======== Supplied data

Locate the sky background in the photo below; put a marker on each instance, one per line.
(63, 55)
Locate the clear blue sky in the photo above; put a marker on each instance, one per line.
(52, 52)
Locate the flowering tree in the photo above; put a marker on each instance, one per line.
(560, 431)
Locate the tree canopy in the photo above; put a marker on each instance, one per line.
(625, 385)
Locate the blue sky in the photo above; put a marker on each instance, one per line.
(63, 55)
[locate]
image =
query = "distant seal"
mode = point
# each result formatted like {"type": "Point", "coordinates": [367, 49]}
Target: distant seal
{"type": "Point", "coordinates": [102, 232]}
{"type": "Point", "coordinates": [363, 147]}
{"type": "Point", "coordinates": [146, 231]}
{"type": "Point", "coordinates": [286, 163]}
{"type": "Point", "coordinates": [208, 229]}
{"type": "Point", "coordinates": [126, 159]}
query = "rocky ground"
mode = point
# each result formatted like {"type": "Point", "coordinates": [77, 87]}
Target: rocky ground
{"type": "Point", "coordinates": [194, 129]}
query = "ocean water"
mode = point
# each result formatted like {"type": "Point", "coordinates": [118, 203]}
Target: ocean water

================

### Task prompt
Repeat all the lines above, keeping them exactly as they are.

### Result of this task
Locate the sky background in the photo below; put a marker on each instance, one per line.
(63, 55)
Locate the clear blue sky in the photo above; put a marker on each instance, one per line.
(52, 52)
Locate the flowering tree in the photo above; put a marker on each instance, one per line.
(560, 431)
Locate the tree canopy in the photo above; put a marker on each instance, one per line.
(625, 385)
Locate the blue sky in the photo above; put a marker on each instance, one per line.
(63, 55)
[locate]
image =
query = "distant seal"
mode = point
# each result formatted like {"type": "Point", "coordinates": [367, 49]}
Target: distant seal
{"type": "Point", "coordinates": [102, 232]}
{"type": "Point", "coordinates": [363, 147]}
{"type": "Point", "coordinates": [146, 231]}
{"type": "Point", "coordinates": [286, 163]}
{"type": "Point", "coordinates": [208, 229]}
{"type": "Point", "coordinates": [126, 159]}
query = "rocky ground"
mode = point
# each result formatted like {"type": "Point", "coordinates": [77, 87]}
Target: rocky ground
{"type": "Point", "coordinates": [194, 129]}
query = "ocean water"
mode = point
# each result formatted like {"type": "Point", "coordinates": [118, 203]}
Target: ocean water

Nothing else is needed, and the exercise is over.